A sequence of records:
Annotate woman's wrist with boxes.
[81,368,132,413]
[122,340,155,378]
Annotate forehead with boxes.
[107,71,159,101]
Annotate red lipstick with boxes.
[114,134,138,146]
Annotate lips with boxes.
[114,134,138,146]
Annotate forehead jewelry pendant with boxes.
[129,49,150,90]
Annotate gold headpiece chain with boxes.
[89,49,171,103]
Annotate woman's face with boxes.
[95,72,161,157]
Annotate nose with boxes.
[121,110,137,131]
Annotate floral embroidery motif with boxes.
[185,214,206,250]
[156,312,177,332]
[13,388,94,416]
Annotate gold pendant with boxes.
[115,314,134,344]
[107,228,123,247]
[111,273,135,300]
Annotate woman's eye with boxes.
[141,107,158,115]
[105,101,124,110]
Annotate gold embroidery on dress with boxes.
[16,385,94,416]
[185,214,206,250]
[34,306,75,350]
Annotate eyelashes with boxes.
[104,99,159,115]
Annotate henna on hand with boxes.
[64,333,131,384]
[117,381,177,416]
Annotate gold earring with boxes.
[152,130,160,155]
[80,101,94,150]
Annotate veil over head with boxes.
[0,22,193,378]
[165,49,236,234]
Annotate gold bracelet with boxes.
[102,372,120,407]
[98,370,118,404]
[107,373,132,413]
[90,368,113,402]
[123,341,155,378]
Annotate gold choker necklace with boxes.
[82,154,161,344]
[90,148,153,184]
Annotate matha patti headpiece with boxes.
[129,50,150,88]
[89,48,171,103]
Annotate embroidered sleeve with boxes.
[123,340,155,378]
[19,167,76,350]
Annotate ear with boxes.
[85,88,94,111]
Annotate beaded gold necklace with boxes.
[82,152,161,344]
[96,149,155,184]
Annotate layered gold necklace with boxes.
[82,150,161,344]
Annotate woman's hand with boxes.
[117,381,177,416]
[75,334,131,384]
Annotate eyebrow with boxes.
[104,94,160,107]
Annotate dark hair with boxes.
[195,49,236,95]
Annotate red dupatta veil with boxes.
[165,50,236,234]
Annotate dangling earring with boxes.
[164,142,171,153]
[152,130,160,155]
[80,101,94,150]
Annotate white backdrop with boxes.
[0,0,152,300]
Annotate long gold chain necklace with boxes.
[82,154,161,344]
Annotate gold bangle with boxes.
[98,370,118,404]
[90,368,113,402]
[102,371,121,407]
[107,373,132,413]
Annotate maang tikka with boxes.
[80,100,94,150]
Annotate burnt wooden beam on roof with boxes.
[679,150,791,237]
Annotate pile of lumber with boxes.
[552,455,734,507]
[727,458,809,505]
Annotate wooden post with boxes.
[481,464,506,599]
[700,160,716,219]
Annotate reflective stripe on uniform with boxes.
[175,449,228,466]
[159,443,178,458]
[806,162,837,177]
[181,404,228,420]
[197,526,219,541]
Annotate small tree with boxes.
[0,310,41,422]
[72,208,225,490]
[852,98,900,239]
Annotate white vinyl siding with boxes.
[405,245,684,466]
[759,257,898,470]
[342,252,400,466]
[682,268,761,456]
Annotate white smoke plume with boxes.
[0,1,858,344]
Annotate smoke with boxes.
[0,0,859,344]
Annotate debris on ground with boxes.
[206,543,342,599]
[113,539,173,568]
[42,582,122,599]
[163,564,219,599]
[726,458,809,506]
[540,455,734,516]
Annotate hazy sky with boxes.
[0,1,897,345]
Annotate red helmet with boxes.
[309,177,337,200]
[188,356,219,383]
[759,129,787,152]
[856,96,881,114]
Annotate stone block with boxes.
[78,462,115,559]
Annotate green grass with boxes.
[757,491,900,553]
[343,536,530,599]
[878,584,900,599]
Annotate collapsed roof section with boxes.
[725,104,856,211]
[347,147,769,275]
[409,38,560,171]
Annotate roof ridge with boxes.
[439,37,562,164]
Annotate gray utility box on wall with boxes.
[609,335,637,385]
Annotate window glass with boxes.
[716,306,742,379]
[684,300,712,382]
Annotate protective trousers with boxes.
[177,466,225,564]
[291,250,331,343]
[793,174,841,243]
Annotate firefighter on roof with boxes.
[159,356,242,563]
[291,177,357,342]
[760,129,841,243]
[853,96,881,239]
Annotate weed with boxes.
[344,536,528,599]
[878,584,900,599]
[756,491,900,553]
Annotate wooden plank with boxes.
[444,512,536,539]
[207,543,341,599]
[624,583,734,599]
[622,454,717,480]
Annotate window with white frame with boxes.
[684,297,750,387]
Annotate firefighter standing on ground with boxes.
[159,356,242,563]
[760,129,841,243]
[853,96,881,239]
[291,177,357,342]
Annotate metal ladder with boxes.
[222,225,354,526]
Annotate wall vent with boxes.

* [GOAL]: Arrange every line of the records above as a Markdown table with two columns, Row and Line, numbering the rows in order and leaving out blank lines.

* [SOLUTION]:
| Row | Line |
|---|---|
| 1 | Annotate woman's wrist with boxes. |
| 2 | [81,368,132,413] |
| 3 | [122,340,155,378] |
| 4 | Annotate forehead with boxes. |
| 5 | [107,71,159,101] |
| 6 | Annotate red lipstick with boxes. |
| 7 | [114,134,138,146] |
| 8 | Annotate lips with boxes. |
| 9 | [114,134,138,146] |
| 10 | Annotate forehead jewelry pendant with boxes. |
| 11 | [129,49,150,90] |
| 12 | Annotate gold headpiece chain with boxes. |
| 13 | [89,49,171,103] |
| 14 | Annotate woman's face with boxes. |
| 15 | [95,72,161,157] |
| 16 | Annotate nose with boxes. |
| 17 | [121,110,137,131] |
| 18 | Annotate floral embroidery motif with boxes. |
| 19 | [185,214,206,250] |
| 20 | [156,312,177,332] |
| 21 | [13,388,94,416] |
| 22 | Annotate gold pendant with boxes. |
| 23 | [115,314,134,344] |
| 24 | [107,228,123,247] |
| 25 | [111,273,135,300] |
| 26 | Annotate woman's eye with boxes. |
| 27 | [141,107,158,115] |
| 28 | [105,101,124,110] |
| 29 | Annotate gold embroidery on dress with boxes. |
| 30 | [16,385,94,416] |
| 31 | [185,214,206,250] |
| 32 | [34,306,75,350] |
| 33 | Annotate eyelashes with boxes. |
| 34 | [104,99,159,115] |
| 35 | Annotate henna on hand with boxes. |
| 36 | [64,333,131,384] |
| 37 | [117,381,177,416] |
| 38 | Annotate gold earring with boxes. |
| 39 | [152,130,160,155] |
| 40 | [80,101,94,150] |
| 41 | Annotate veil over head with boxes. |
| 42 | [0,22,193,378] |
| 43 | [165,49,236,234] |
| 44 | Annotate gold bracelet with boxes. |
| 45 | [102,372,120,407] |
| 46 | [98,370,118,404] |
| 47 | [107,373,132,413] |
| 48 | [90,368,113,402] |
| 49 | [123,341,155,378] |
| 50 | Annotate gold choker necklace with boxes. |
| 51 | [82,154,161,344] |
| 52 | [90,148,153,184] |
| 53 | Annotate matha patti headpiece with boxes. |
| 54 | [129,50,150,88] |
| 55 | [89,48,171,103] |
| 56 | Annotate embroidered sleeve with boxes. |
| 57 | [123,340,155,378] |
| 58 | [19,167,76,350] |
| 59 | Annotate ear with boxes. |
| 60 | [85,88,94,111] |
| 61 | Annotate beaded gold necklace with boxes. |
| 62 | [82,152,161,344] |
| 63 | [96,149,155,184] |
| 64 | Annotate layered gold necklace with boxes. |
| 65 | [82,150,161,344] |
| 66 | Annotate woman's hand with boxes. |
| 67 | [117,381,177,416] |
| 68 | [75,334,131,384] |
| 69 | Annotate eyebrow with boxes. |
| 70 | [104,94,160,107] |
| 71 | Annotate dark hair with boxes. |
| 72 | [195,49,236,95] |
| 73 | Annotate red dupatta veil with boxes. |
| 74 | [165,50,236,234] |
| 75 | Annotate dangling earring with boxes. |
| 76 | [164,142,171,153] |
| 77 | [152,130,160,155] |
| 78 | [80,101,94,150] |
| 79 | Annotate white backdrop with boxes. |
| 80 | [0,0,152,300] |
| 81 | Annotate long gold chain necklace with boxes. |
| 82 | [82,154,161,344] |
| 83 | Annotate gold bangle with boxes. |
| 84 | [98,370,118,404] |
| 85 | [90,368,113,402] |
| 86 | [102,371,121,407] |
| 87 | [107,373,132,413] |
| 88 | Annotate maang tikka with boxes. |
| 89 | [80,100,94,150] |
| 90 | Annotate burnt wooden beam on roof with boxes. |
| 91 | [679,150,791,237] |
| 92 | Annotate pile of lumber with boxes. |
| 93 | [552,455,734,507] |
| 94 | [727,458,809,505] |
| 95 | Annotate wooden post with boxes. |
| 96 | [481,464,506,599] |
| 97 | [700,160,716,219] |
| 98 | Annotate reflective stripe on uniform with boxes. |
| 99 | [175,449,228,466] |
| 100 | [159,443,178,458] |
| 101 | [806,162,837,177] |
| 102 | [181,404,228,420] |
| 103 | [197,526,219,541] |
| 104 | Annotate small tree with boxes. |
| 105 | [0,310,41,422] |
| 106 | [72,208,225,490] |
| 107 | [852,98,900,239] |
| 108 | Annotate white vinyl siding with boxes. |
| 109 | [405,245,684,466] |
| 110 | [759,257,898,470] |
| 111 | [342,252,400,466] |
| 112 | [682,268,761,456] |
| 113 | Annotate white smoke plume with boxes. |
| 114 | [0,1,858,344] |
| 115 | Annotate smoke with boxes. |
| 116 | [0,0,859,344] |
| 117 | Annotate debris on ground with boxes. |
| 118 | [206,543,342,599] |
| 119 | [113,539,173,568] |
| 120 | [42,582,122,599] |
| 121 | [163,564,219,599] |
| 122 | [726,458,809,506] |
| 123 | [540,455,734,516] |
| 124 | Annotate hazy sky with boxes. |
| 125 | [0,1,897,345] |
| 126 | Annotate red helmet with boxes. |
| 127 | [309,177,337,200] |
| 128 | [188,356,219,383] |
| 129 | [759,129,787,152] |
| 130 | [856,96,881,114] |
| 131 | Annotate stone block with boxes. |
| 132 | [78,462,115,559] |
| 133 | Annotate green grass with boxes. |
| 134 | [757,491,900,553] |
| 135 | [343,536,530,599] |
| 136 | [878,584,900,599] |
| 137 | Annotate collapsed roof section with boxes. |
| 138 | [725,104,856,211] |
| 139 | [347,147,769,275] |
| 140 | [409,38,560,171] |
| 141 | Annotate roof ridge with boxes. |
| 142 | [439,37,562,164] |
| 143 | Annotate gray utility box on wall with boxes. |
| 144 | [609,335,637,385] |
| 145 | Annotate window glass with boxes. |
| 146 | [716,306,742,379] |
| 147 | [684,300,712,382] |
| 148 | Annotate protective trousers with boxes. |
| 149 | [177,466,225,564] |
| 150 | [291,250,331,343] |
| 151 | [793,174,841,243] |
| 152 | Annotate firefighter on roof with boxes. |
| 153 | [159,356,242,563] |
| 154 | [291,177,357,342] |
| 155 | [760,129,841,243] |
| 156 | [853,96,881,239] |
| 157 | Annotate weed with boxes. |
| 158 | [344,536,528,599] |
| 159 | [878,584,900,599] |
| 160 | [756,491,900,553] |
| 161 | Annotate wooden plank with boxes. |
| 162 | [444,512,536,539] |
| 163 | [207,543,341,599] |
| 164 | [624,583,734,599] |
| 165 | [622,454,717,480] |
| 166 | Annotate window with white frame with boxes. |
| 167 | [684,297,750,387] |
| 168 | Annotate firefighter standing on ground with boxes. |
| 169 | [159,356,242,563] |
| 170 | [760,129,841,243] |
| 171 | [853,96,881,239] |
| 172 | [291,177,357,342] |
| 173 | Annotate metal ladder with boxes. |
| 174 | [222,225,354,526] |
| 175 | Annotate wall vent with boxes. |